(Records from a data collection)
= = = =
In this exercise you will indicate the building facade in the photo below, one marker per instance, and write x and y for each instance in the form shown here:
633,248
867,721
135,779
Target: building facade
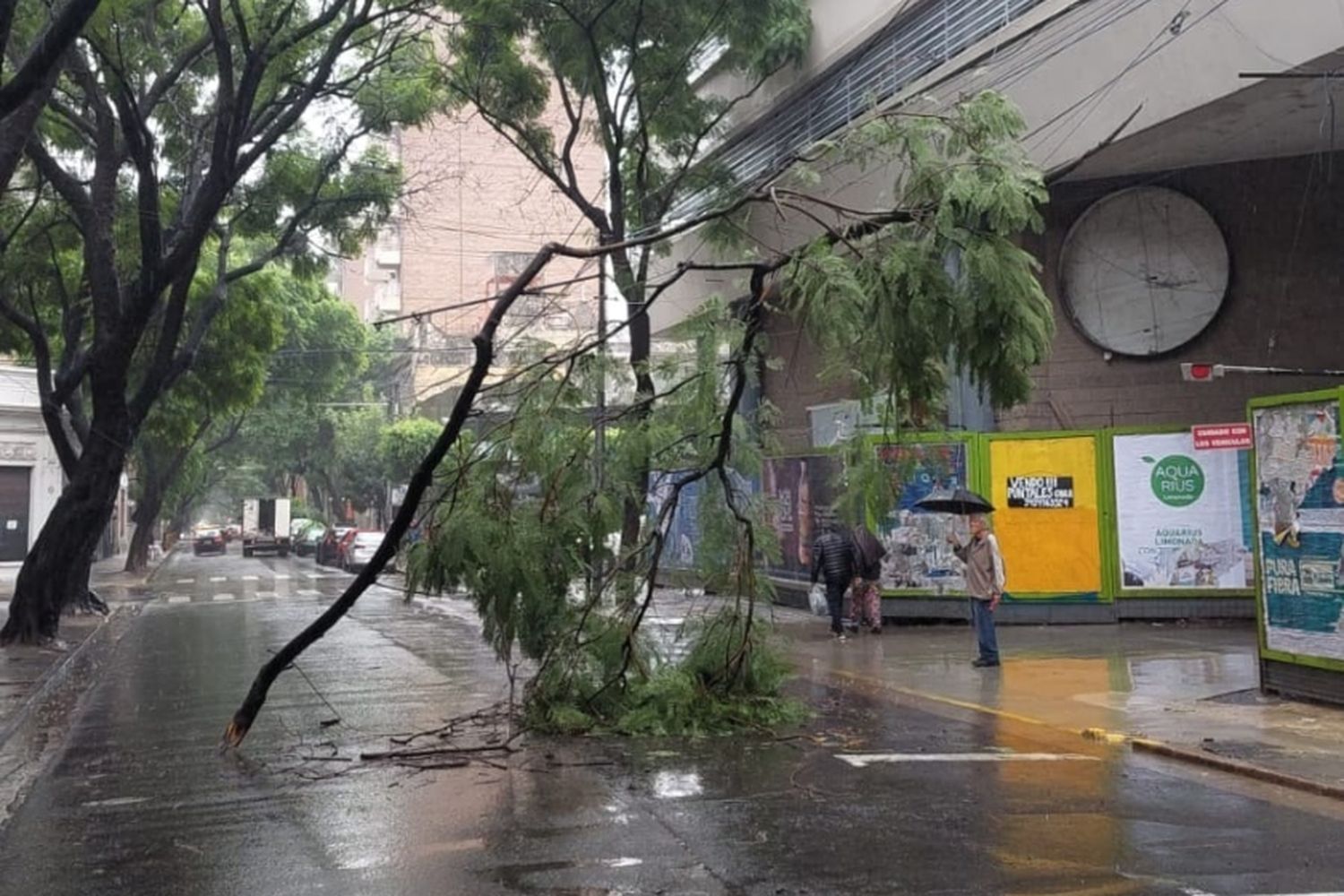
= = = =
◆ Exercise task ◆
How many lines of the records contain the word "facade"? Reply with the number alone.

◆ Exercise result ◆
2